**PASSAGE TO READ**.
···
# Simple Harmonic Motion Equation Question

1. Mar 16, 2008

### meganw

HELP-SEE LAST POST-I HAVE NO IDEA WHY THIS IS WRONG (SEE LAST POST)

1. The problem statement, all variables and given/known data

A spring with spring constant 230 N/m vibrates with an amplitude of 12.0 cm when 0.380 kg hangs from it.

(a) What is the equation describing this motion as a function of time? Assume the mass passes through the equilibrium point, toward positive x (upward), at t = 0.120 s.

x = A cos(omega t + phi)

A = 12 cm
W = 24.6 s^-1

Phase Shift (phi)= ___________

(b) At what times will the spring have its maximum and minimum lengths? (Consider only the first instances after t = 0.)
_____________maximum s
_____________minimum s
(c) What is the displacement at t = 0?
_____________
(d) What is the force exerted by the spring at t = 0?
____________
(e) What is the maximum speed?
_____________
When is it first reached after t = 0?
_____________

2. Relevant equations

x = A cos(omega t + phi)
$$\sqrt{k/m}$$

3. The attempt at a solution

Okay, so I've been working on this problem, and I got the first two parts pretty much no problem. A was practically given to you, and W was found using the formula $$\sqrt{k/m}$$. No problems there-I've bolded the two answers that I have correct.

Now, the next part is what really gets me. If I plug everything in to find phi, (the phase shift) for part a, the third answer, I don't know the x, and I don't know how to find it.

Thank you so much for the help!

Last edited: Mar 16, 2008
2. Mar 16, 2008

### DylanB

Assume the mass passes through the equilibrium point, toward positive x (upward), at t = 0.120 s.
···
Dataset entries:

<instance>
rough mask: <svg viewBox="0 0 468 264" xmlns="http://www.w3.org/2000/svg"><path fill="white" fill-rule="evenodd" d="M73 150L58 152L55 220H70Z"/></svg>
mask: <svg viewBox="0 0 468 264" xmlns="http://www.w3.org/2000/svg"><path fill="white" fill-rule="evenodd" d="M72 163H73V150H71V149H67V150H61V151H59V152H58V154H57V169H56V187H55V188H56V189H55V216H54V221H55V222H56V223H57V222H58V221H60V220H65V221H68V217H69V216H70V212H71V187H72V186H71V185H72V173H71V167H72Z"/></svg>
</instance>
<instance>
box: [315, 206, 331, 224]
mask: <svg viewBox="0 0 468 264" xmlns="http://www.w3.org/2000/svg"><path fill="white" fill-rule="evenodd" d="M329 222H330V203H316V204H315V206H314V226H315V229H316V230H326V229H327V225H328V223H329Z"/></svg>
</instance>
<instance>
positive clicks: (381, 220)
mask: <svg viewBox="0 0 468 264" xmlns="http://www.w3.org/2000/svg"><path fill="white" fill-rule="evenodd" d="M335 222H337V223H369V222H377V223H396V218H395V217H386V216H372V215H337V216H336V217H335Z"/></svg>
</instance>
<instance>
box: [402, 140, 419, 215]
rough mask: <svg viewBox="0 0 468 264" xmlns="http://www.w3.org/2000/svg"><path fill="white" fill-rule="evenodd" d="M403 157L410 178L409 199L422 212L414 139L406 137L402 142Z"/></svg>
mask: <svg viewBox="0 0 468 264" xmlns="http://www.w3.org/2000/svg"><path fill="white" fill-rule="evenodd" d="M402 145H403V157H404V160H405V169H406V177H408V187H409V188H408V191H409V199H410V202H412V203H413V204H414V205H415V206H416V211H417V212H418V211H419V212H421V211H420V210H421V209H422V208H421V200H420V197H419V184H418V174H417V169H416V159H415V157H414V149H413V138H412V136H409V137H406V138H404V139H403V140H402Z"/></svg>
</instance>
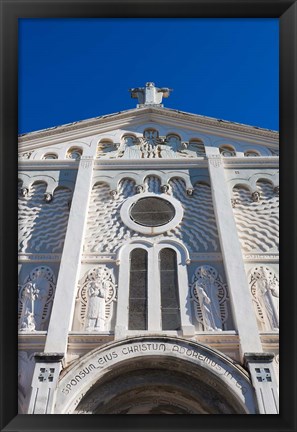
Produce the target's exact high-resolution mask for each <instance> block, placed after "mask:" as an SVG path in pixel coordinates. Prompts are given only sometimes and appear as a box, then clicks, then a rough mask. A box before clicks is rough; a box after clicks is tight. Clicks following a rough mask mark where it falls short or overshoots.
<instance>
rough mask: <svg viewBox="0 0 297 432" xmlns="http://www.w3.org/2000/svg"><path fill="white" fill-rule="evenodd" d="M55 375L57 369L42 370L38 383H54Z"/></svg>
mask: <svg viewBox="0 0 297 432" xmlns="http://www.w3.org/2000/svg"><path fill="white" fill-rule="evenodd" d="M54 375H55V368H40V370H39V375H38V381H40V382H46V381H48V382H53V381H54Z"/></svg>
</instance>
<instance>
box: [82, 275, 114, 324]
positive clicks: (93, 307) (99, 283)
mask: <svg viewBox="0 0 297 432" xmlns="http://www.w3.org/2000/svg"><path fill="white" fill-rule="evenodd" d="M94 276H95V280H92V281H90V282H89V285H88V287H87V289H88V297H89V300H88V312H87V318H86V330H87V331H89V332H91V331H101V330H104V328H105V312H106V311H105V304H106V300H107V294H108V291H109V278H108V277H106V276H107V275H106V272H104V270H103V269H102V268H101V267H99V268H98V269H97V270H96V272H95V275H94Z"/></svg>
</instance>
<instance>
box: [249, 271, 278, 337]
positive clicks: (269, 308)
mask: <svg viewBox="0 0 297 432" xmlns="http://www.w3.org/2000/svg"><path fill="white" fill-rule="evenodd" d="M251 280H252V284H251V289H252V294H253V296H254V298H255V300H256V305H257V312H258V318H259V319H260V321H261V322H262V324H263V326H264V330H274V331H276V330H278V328H279V322H278V316H279V284H278V280H277V278H276V276H275V275H274V274H273V273H272V272H271V271H270V270H269V269H268V268H267V267H260V268H256V269H255V270H254V272H253V273H252V277H251Z"/></svg>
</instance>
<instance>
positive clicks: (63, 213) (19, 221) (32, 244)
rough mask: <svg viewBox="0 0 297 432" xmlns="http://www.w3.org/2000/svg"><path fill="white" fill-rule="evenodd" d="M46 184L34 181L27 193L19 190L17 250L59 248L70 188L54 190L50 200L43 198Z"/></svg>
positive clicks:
···
**EXERCISES TO COMPLETE**.
A. Can you reproduce the simple harmonic motion thread word for word, between "Phase Shift (phi)= ___________" and "after t = 0.)", inclusive?
B. Which lines of the records contain the string "positive"? Report each of them in full, treating uppercase and lowercase as different.

**SOLUTION SET**.
A.
Phase Shift (phi)= ___________

(b) At what times will the spring have its maximum and minimum lengths? (Consider only the first instances after t = 0.)

B.
positive clicks: (381, 220)
positive clicks: (93, 307) (99, 283)
positive clicks: (269, 308)
positive clicks: (63, 213) (19, 221) (32, 244)
positive clicks:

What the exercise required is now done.